◆ **WHAT IS EXPECTED**:
Print every line of the data below unchanged, omitting the pictures.

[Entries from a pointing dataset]
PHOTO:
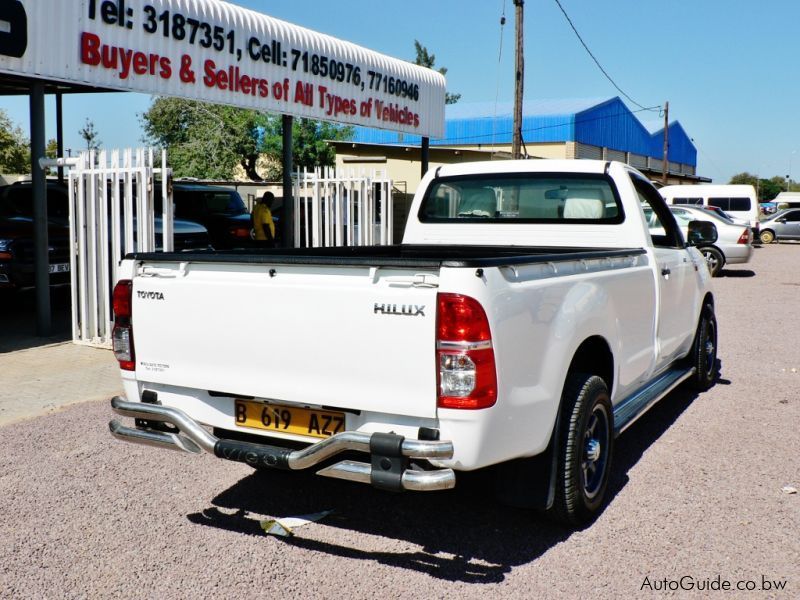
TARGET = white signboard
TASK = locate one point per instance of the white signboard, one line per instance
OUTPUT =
(217, 52)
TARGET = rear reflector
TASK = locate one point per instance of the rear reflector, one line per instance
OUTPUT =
(122, 335)
(464, 354)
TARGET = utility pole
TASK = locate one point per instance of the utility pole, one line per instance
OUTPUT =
(665, 165)
(516, 141)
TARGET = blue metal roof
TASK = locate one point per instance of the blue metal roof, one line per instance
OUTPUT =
(607, 123)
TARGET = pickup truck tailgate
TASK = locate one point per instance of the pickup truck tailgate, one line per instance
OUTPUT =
(352, 337)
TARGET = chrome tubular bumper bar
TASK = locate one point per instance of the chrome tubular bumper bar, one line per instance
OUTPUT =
(390, 453)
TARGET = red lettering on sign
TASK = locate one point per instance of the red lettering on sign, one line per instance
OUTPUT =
(122, 60)
(232, 79)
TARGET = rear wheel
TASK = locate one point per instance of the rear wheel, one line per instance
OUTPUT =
(714, 259)
(704, 351)
(584, 455)
(767, 236)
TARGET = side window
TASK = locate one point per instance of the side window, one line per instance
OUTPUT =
(741, 204)
(723, 203)
(187, 206)
(682, 217)
(660, 222)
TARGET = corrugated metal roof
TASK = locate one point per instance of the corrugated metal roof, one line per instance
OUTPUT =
(608, 123)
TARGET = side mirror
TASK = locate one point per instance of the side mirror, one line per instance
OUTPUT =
(702, 233)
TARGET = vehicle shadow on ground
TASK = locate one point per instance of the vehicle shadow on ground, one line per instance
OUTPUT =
(462, 534)
(737, 273)
(18, 320)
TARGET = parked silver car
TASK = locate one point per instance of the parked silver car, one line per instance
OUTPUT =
(734, 241)
(783, 225)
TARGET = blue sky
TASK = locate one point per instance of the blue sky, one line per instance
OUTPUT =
(727, 67)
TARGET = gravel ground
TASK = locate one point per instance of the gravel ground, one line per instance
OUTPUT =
(697, 494)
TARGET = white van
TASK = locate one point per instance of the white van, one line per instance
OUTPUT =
(737, 200)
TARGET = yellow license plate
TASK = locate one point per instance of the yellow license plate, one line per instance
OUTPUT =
(288, 419)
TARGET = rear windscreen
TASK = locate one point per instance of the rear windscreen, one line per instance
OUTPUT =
(732, 203)
(528, 197)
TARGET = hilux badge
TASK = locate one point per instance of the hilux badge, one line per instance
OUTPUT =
(409, 310)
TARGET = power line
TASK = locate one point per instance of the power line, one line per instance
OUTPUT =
(499, 63)
(599, 66)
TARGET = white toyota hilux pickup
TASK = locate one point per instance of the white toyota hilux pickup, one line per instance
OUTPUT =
(529, 316)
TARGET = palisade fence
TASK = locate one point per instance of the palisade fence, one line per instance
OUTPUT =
(340, 207)
(112, 212)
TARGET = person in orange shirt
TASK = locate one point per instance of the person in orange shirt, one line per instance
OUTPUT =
(263, 225)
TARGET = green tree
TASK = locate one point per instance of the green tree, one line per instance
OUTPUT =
(90, 135)
(744, 178)
(209, 141)
(426, 59)
(767, 188)
(51, 148)
(15, 154)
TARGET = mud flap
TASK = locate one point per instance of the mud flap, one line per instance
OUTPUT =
(388, 462)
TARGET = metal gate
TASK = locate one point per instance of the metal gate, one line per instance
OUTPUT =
(112, 212)
(337, 208)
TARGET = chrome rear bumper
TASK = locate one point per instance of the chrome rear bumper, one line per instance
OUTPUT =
(390, 453)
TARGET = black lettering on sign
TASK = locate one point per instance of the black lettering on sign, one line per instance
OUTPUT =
(13, 28)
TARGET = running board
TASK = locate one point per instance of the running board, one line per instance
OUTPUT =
(634, 406)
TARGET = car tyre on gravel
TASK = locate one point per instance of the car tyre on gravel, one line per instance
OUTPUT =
(767, 236)
(584, 455)
(704, 351)
(714, 259)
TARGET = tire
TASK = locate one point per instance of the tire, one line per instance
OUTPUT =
(585, 450)
(714, 259)
(704, 351)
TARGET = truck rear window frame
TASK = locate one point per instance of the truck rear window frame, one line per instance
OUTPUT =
(604, 178)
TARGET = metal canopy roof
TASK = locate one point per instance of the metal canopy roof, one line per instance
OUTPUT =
(18, 85)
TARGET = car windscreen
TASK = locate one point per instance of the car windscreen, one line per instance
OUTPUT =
(229, 203)
(733, 203)
(521, 197)
(18, 202)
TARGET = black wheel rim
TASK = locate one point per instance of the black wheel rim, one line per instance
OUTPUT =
(596, 442)
(712, 260)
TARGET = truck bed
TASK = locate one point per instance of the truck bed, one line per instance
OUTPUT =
(399, 255)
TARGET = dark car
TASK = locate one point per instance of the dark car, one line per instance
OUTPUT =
(783, 225)
(17, 250)
(220, 210)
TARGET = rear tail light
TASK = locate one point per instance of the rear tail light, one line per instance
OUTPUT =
(464, 354)
(240, 232)
(122, 335)
(746, 237)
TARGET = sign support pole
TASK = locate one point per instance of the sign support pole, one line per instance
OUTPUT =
(41, 257)
(287, 217)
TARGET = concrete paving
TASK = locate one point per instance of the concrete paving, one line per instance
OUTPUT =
(40, 375)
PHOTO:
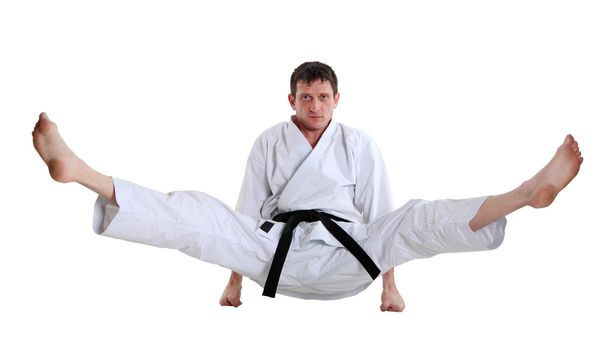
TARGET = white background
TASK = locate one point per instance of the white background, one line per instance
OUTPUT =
(464, 98)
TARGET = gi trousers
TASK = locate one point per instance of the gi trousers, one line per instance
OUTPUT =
(317, 266)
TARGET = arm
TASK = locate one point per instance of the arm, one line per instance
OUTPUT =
(373, 197)
(255, 190)
(373, 194)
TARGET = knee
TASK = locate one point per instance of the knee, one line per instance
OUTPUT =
(492, 236)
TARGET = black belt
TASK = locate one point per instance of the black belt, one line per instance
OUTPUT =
(292, 219)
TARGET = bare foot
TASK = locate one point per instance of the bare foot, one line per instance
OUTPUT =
(63, 164)
(392, 300)
(232, 293)
(541, 190)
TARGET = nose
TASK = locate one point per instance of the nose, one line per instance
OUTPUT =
(315, 106)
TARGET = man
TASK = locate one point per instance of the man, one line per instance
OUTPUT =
(305, 250)
(314, 96)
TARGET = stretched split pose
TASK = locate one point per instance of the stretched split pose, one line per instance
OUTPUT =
(314, 217)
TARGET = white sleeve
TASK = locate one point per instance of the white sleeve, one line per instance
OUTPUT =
(373, 195)
(255, 188)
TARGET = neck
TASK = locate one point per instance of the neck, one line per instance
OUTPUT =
(312, 136)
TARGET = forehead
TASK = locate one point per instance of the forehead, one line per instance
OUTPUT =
(316, 87)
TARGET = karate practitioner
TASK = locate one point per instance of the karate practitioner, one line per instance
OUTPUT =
(286, 159)
(317, 265)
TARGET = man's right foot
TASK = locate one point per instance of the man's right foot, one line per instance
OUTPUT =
(63, 164)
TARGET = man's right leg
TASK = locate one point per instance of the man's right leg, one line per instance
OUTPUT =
(192, 222)
(64, 165)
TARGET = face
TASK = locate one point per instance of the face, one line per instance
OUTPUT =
(314, 104)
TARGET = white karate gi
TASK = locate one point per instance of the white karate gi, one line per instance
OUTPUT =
(343, 175)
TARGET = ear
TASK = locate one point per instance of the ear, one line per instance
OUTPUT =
(291, 100)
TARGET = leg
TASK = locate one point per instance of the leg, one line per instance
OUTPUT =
(539, 191)
(63, 164)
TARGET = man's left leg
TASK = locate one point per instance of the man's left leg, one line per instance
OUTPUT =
(539, 191)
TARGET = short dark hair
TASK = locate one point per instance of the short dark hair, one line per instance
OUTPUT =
(309, 72)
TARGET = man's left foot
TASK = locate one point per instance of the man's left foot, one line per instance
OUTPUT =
(541, 190)
(392, 300)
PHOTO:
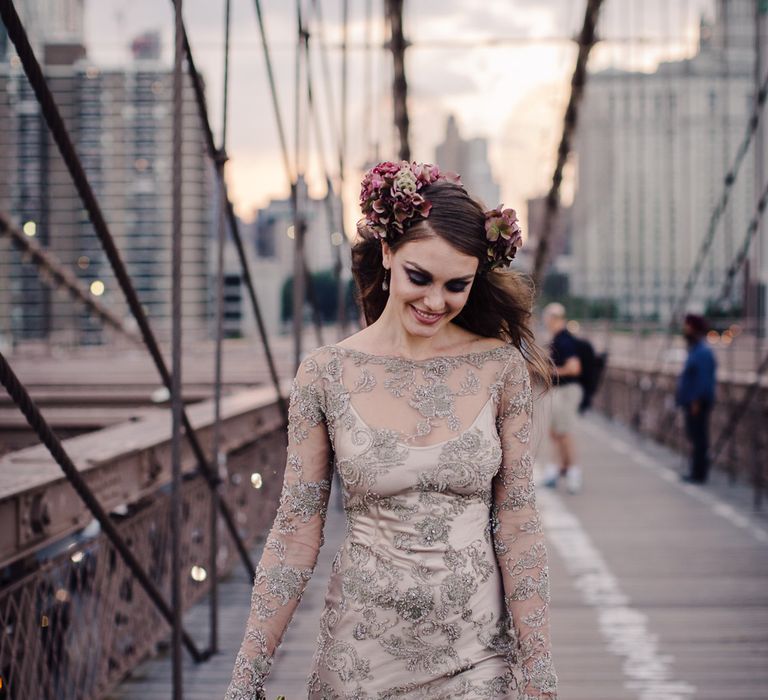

◆ **WRITTEN RESPONSE**:
PHOTO:
TARGET = white signboard
TASK = locate one point per instance of the white signboard, one line per instance
OUTPUT =
(217, 52)
TARGET = rear reflector
TASK = locate one point per instance of the rear reflector, one line per instance
OUTPUT =
(122, 335)
(464, 354)
TARGET = utility pole
TASK = locate one point per instance of the utility pole, one line per instance
OUTPUT =
(665, 165)
(516, 141)
TARGET = blue metal roof
TASK = locate one point per instance of the blue metal roof, one line per instance
OUTPUT =
(607, 123)
TARGET = pickup truck tailgate
TASK = locate one point per instance of the pickup truck tailgate, one line per instance
OUTPUT =
(352, 337)
TARGET = chrome tubular bumper bar
TASK = locate one point per instance of the chrome tubular bumper bar, one line per instance
OUTPUT =
(390, 453)
TARGET = red lettering on sign
TASK = locate one point per instance of the red lettering on sign, one line per instance
OUTPUT =
(122, 60)
(232, 79)
TARGET = rear wheel
TASK = locate one point per instance of the rear wheel, one line per instance
OUTPUT =
(714, 259)
(704, 351)
(584, 455)
(767, 236)
TARGET = side window
TASK = locate one point per instance of the side window, one line per instance
OUTPUT =
(741, 204)
(723, 203)
(187, 206)
(682, 217)
(660, 222)
TARGET = corrugated metal roof
TASK = locate one point per instance of the corrugated metal roof, one line per instance
OUTPUT =
(608, 123)
TARGET = side mirror
TASK = locate one point per instance of the side mirror, one line per instance
OUTPUT =
(702, 233)
TARGET = vehicle shadow on ground
TASK = locate one point per instance of the vehicle shadow on ground, one line per instance
OUTPUT =
(462, 534)
(737, 273)
(18, 320)
TARGET = parked silver car
TASK = locate one point per instance of the parked silver car, one line per instance
OUTPUT =
(734, 241)
(783, 225)
TARGET = blue sky
TASK = locate one point per instance of the blue sky, one line per instance
OUTPUT =
(727, 67)
TARGET = gravel ground
TASK = locate one point per instance of the gravel ground, one line per instance
OUTPUT =
(697, 494)
TARGET = white van
TASK = locate one point per instance of the white van, one line per instance
OUTPUT =
(737, 200)
TARGET = yellow license plate
TASK = locate one point per instance of the yellow license plate, one line per instance
OUTPUT =
(288, 419)
TARGET = rear windscreen
TASK = locate one point per instance of the rear windscreen, one line per instance
OUTPUT =
(732, 203)
(528, 197)
TARGET = hilux badge
TASK = locate one point per instance of the hilux badge, one line per instance
OUTPUT =
(409, 310)
TARGET = power line
TASK = locate one point per instance of the power line, one line per instance
OUTPUT =
(499, 63)
(599, 66)
TARGET = white toyota hilux pickup
TASK = locate one point per instance of the white toyota hilux pickup, one line per instance
OUTPUT =
(529, 316)
TARGET = palisade fence
TASK = locate one point per instance of the palisade fence, one line per instance
OUTPUT =
(340, 207)
(112, 212)
TARGET = person in orange shirt
TASK = locate one point per instance of the person in orange shirt, one line per instance
OUTPUT =
(263, 225)
TARGET = green tree
TASK = locate one point per instance of the green tree, one line per instance
OUTPUT =
(90, 135)
(744, 178)
(209, 141)
(426, 59)
(767, 188)
(51, 148)
(15, 154)
TARGET = mud flap
TASK = locate one point per instance of the mud flap, one line per instance
OUTPUT =
(388, 462)
TARGET = metal gate
TASK = locate one point per instance of the metal gate, one line per instance
OUTPUT =
(112, 212)
(337, 208)
TARGET = chrome rear bumper
TASK = locate one point per instance of the chrome rear bumper, one line per instance
OUTPUT =
(390, 453)
TARGET = black lettering on sign
TASK = locate one point per instance of the black lettering on sign, one line per instance
OUTPUT =
(13, 28)
TARGET = running board
TASK = locate one point per instance of the running board, one line per instance
OUTPUT =
(634, 406)
TARGET = car tyre on gravel
TASK = locate one point per instance of the car tyre on gravel, one line per instance
OUTPUT =
(767, 236)
(584, 455)
(704, 351)
(714, 259)
TARGET = tire
TASK = locate one point per instance of the tire, one line per instance
OUTPUT =
(585, 450)
(714, 259)
(704, 351)
TARGET = truck rear window frame
TASK = locate one point per instance of the truck rear window frame, one line per instance
OUTPUT =
(604, 178)
TARGET = metal canopy roof
TASK = locate one point per instance of the metal canopy roof, one line per instance
OUTPUT =
(18, 85)
TARGET = car windscreen
TASK = locate one point per instance of the car windscreen, one line per instance
OUTPUT =
(229, 203)
(733, 203)
(521, 197)
(18, 202)
TARGET = black wheel rim
TASK = locate one point per instance of the black wheel rim, one line per instance
OUTPUT =
(596, 442)
(712, 260)
TARGET = truck bed
TASK = locate one point per instance of the truck bed, one line per instance
OUTPUT =
(399, 255)
TARGET = dark car
TASK = locate one point per instance of the dark car, one line per instance
OUTPUT =
(783, 225)
(17, 250)
(220, 210)
TARGET = rear tail light
TASK = locate one point per instance of the rear tail light, one line per instance
OUTPUT =
(464, 354)
(240, 232)
(122, 335)
(746, 237)
TARGET = sign support pole
TASK = locate one point per instance of the sign support pole, one line per instance
OUTPUT =
(41, 257)
(287, 217)
TARGET = concrete paving
TASK = locate one point per instance of the concrete paving, one line per instance
OUTPUT =
(40, 375)
PHOTO:
TARGET = white background
TASK = locate one point per instance of the white background, one line per instance
OUTPUT =
(464, 98)
TARGET = gi trousers
TASK = locate one point per instance of the gi trousers, one line per instance
OUTPUT =
(317, 266)
TARGET = arm
TASK = locate one point per instance of the arm, one line per instance
OUTPUT =
(373, 197)
(255, 190)
(373, 194)
TARGET = knee
TASK = locate one point per instance of the knee, one line per instance
OUTPUT =
(492, 236)
TARGET = black belt
TASK = locate one point per instance of the black belt, one line per instance
OUTPUT =
(292, 219)
TARGET = bare foot
TASK = locate one point per instance of the bare foot, one line per instance
OUTPUT =
(63, 164)
(392, 300)
(232, 293)
(541, 190)
TARGET = nose
TASK = locate one point per instance of the nose, one line per instance
OUTPUT =
(315, 106)
TARGET = man
TASK = locate one point per instance of the man, one line per instance
OUTPUT =
(305, 250)
(314, 96)
TARGET = stretched split pose
TASK = locate one point per instance of the stretched split pose, one line per instance
OUTPUT =
(314, 217)
TARGET = white sleeve
TASK = locate one point per instance of the white sleeve, one line per instance
OUTPUT =
(373, 195)
(255, 188)
TARGET = neck
TASK = locate one point per instance of the neck, one line per instance
OUTPUT =
(312, 136)
TARGET = forehead
TASK = locate one point per instance of the forehead, one line per instance
OUTPUT =
(316, 87)
TARGET = karate practitioner
TASK = locate one point per instance of the karate practitioner, one line per instance
OUTPUT =
(286, 159)
(317, 265)
TARGET = man's right foot
TASK = locate one point per instance of the man's right foot, one line per instance
OUTPUT =
(63, 164)
TARGET = man's right leg
TASK = locate one point per instance of the man's right leg, one line per instance
OUTPUT =
(192, 222)
(64, 165)
TARGET = face
TASK = locate one point per instance of the face, one line per instance
OUTPUT =
(314, 104)
TARGET = white karate gi
TASK = locate one point per instance of the white karate gi, one line per instance
OUTPUT =
(343, 175)
TARGET = ear
TASK = locate one point per instance of the ear, one line per instance
OUTPUT =
(291, 100)
TARGET = leg
TASK = locate one point per instance of the leg, one line per instance
OUTPUT =
(539, 191)
(63, 164)
TARGET = man's left leg
TASK = locate one point per instance of the man's left leg, one line per instance
OUTPUT =
(539, 191)
TARGET = short dark hair
TASK = locate one point per instance of the short dark hair, one line per instance
OUTPUT =
(309, 72)
TARGET = man's left foot
TASK = locate one point per instance of the man's left foot, one line per instance
OUTPUT =
(541, 190)
(392, 300)
PHOTO:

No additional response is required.